***** Quoted text

# In home cigar room



## travelnguy (Jun 5, 2010)

Well, we are moving to Texas in a couple of months. The wife has already said that I can have a cigar room as long as we have at least 4 bedrooms. 

So, a lot of people on here have posted information about cigar rooms in their basements. But, what about on the first or second floor of your home? Have you done it? How did you do it? 

I am assuming that it will be a typical bedroom sized 12x12 or a bit bigger. I know I need to tear out the carpet and install wood or tile floors. I am not looking for a walk in humidor as I already have a very large cabinet one. What kind of ventilation would I need? There will probably be up to 5 smokers at a time in here. 

Any help would greatly be appreciated.


----------



## mvorbrodt (Jan 13, 2010)

travelnguy said:


> Well, we are moving to Texas in a couple of months. The wife has already said that I can have a cigar room as long as we have at least 4 bedrooms.
> 
> So, a lot of people on here have posted information about cigar rooms in their basements. But, what about on the first or second floor of your home? Have you done it? How did you do it?
> 
> ...


I haven't done such a thing myself, since I'm not a home owner. But I remember back in college when we smoked (cigarettes) indoors, we had 2 fans in 2 opposing windows. One blowing in. One blowing out. It kept the air fresh in the room.

Also, having smoked in my apartments in the past (good old bachelor days  ), I can tell you to stay away from carpets (which you already know), and use only leather and wood furniture. Those will absorb the stink the least. Also, be sure to take care of the leather and wood on regular basis. Smoke leaves a nasty brownish residue on everything, and you don't want that drying and integrating with your furniture.

Another good thing would be a fireplace to have in the same room if you can pull it off. Burning wood and bit of smoke coming from it will give the room its own aroma aside from the tobacco... not to mention the mood 

One last thing. Stay away from air fresheners in your smoking room. And like said earlier, take special care of all leather and wood, and you should have a great place to hang out with your loved ones and friends.

Oh yea, and once you have one:


----------



## thegoldenmackid (Mar 16, 2010)

http://www.cigarforums.net/forums/vb/cigar-pictures/268593-man-cave-smoking-room.html


----------



## gahdzila (Apr 29, 2010)

First floor will almost certainly always be cooler than the second floor...thus, first floor would be a better choice for storing your humidor.

I have kids, so if I were doing something like this, one of my biggest concerns would be smoke circulating into the house, even in small amounts. I would prefer a room with plenty of windows (to air it out on nice days), only 1 door to the rest of the house (and make this a fairly tight fitting door). I'd probably think about closing off air circulation to the rest of the house, and give the room its own heating/cooling...this could be something as simple as a small window-unit AC and an electric space heater for winter.

**********
***** Given data

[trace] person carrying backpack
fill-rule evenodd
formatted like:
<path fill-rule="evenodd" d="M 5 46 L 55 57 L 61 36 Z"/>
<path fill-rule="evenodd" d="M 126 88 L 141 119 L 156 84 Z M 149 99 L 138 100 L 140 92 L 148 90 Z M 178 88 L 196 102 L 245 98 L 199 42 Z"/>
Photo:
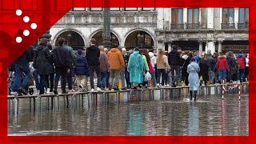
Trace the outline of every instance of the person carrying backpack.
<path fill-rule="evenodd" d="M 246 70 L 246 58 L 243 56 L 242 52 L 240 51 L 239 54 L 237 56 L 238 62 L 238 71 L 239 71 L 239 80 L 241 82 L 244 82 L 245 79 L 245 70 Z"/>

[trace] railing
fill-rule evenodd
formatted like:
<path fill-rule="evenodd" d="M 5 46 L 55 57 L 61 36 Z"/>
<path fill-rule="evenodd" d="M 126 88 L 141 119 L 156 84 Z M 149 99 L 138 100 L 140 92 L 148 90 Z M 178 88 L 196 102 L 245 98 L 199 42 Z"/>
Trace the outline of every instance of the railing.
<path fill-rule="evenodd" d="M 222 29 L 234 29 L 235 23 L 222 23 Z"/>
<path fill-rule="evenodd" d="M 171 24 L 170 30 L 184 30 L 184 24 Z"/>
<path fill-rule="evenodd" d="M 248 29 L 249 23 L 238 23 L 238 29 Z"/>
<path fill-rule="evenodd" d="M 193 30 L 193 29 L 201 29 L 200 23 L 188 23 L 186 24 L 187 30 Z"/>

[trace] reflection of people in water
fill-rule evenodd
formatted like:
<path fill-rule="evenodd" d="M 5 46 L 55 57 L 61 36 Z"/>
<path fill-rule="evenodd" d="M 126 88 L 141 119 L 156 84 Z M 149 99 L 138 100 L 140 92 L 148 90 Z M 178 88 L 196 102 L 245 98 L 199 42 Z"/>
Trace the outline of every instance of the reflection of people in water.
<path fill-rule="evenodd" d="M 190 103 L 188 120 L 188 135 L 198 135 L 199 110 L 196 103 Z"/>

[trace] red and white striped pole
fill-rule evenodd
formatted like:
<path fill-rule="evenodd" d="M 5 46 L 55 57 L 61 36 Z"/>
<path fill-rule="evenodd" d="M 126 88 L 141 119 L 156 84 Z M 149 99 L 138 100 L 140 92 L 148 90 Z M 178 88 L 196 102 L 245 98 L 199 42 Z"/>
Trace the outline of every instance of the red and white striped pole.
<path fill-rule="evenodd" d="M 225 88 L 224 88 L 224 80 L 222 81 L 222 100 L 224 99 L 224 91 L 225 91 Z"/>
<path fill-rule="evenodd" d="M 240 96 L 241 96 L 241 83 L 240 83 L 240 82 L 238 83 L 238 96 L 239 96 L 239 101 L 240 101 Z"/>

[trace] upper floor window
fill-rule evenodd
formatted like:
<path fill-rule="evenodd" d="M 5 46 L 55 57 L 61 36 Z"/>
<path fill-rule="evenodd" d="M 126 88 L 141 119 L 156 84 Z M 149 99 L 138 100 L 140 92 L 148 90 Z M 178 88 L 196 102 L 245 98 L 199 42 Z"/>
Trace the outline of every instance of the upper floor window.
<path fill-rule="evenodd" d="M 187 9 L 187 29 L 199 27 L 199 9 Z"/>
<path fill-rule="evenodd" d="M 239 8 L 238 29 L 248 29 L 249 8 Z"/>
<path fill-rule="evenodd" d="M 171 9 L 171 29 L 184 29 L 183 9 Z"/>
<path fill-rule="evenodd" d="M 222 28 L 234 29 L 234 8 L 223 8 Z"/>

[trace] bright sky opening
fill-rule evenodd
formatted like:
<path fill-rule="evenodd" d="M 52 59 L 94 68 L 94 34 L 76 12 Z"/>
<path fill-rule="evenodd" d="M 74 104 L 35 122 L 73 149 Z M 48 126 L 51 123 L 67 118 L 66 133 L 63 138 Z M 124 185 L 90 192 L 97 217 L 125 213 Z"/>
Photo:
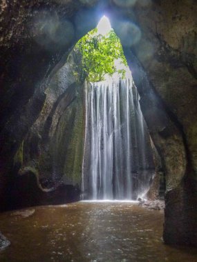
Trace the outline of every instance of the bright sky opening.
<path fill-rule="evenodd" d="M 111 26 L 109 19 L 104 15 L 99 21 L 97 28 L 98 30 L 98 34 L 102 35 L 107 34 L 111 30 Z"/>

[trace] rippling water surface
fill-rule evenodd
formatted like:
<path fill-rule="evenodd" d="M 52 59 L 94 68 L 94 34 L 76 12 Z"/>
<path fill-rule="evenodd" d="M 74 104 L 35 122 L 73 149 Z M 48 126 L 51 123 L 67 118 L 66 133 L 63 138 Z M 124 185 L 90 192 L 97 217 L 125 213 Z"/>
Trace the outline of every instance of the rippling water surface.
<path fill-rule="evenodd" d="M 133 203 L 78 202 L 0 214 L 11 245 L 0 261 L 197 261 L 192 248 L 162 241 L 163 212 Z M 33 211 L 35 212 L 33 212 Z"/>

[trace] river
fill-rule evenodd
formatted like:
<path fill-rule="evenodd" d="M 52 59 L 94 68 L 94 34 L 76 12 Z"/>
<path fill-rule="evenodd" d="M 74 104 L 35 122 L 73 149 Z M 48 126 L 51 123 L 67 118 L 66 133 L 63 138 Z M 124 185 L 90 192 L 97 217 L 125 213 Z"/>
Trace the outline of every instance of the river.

**********

→ Objective 1
In the cigar room thread, give the stretch from "## travelnguy (Jun" through "greatly be appreciated." again, swapping "Texas" for "Ohio".
→ Objective 2
According to the cigar room thread, how many smokers does travelnguy expect in the room at one time?
The data has no role in this work.

→ Exercise result 1
## travelnguy (Jun 5, 2010)

Well, we are moving to Ohio in a couple of months. The wife has already said that I can have a cigar room as long as we have at least 4 bedrooms. 

So, a lot of people on here have posted information about cigar rooms in their basements. But, what about on the first or second floor of your home? Have you done it? How did you do it? 

I am assuming that it will be a typical bedroom sized 12x12 or a bit bigger. I know I need to tear out the carpet and install wood or tile floors. I am not looking for a walk in humidor as I already have a very large cabinet one. What kind of ventilation would I need? There will probably be up to 5 smokers at a time in here. 

Any help would greatly be appreciated.

→ Exercise result 2
Up to five.